- How to complete this task -
What you return must match the records word for word, except that images are dropped.

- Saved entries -
____
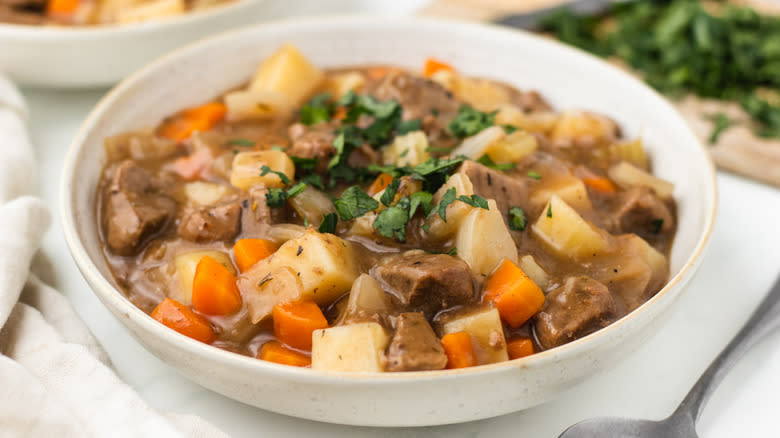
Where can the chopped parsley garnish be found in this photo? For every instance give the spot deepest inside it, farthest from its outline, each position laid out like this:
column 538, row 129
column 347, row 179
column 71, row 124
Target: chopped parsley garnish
column 409, row 126
column 517, row 219
column 391, row 222
column 422, row 200
column 389, row 194
column 241, row 142
column 265, row 170
column 448, row 198
column 354, row 202
column 657, row 225
column 470, row 121
column 485, row 160
column 328, row 224
column 318, row 110
column 474, row 201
____
- Expected answer -
Where can the chopped parsley garnish be found in this photo? For every instance give the spot deepest inside it, farthest from its outline, each position laid out like this:
column 538, row 129
column 347, row 179
column 71, row 124
Target: chopped parsley garnish
column 409, row 126
column 517, row 219
column 391, row 222
column 422, row 200
column 389, row 194
column 241, row 142
column 265, row 170
column 448, row 198
column 354, row 202
column 657, row 225
column 470, row 121
column 485, row 160
column 328, row 224
column 318, row 110
column 474, row 201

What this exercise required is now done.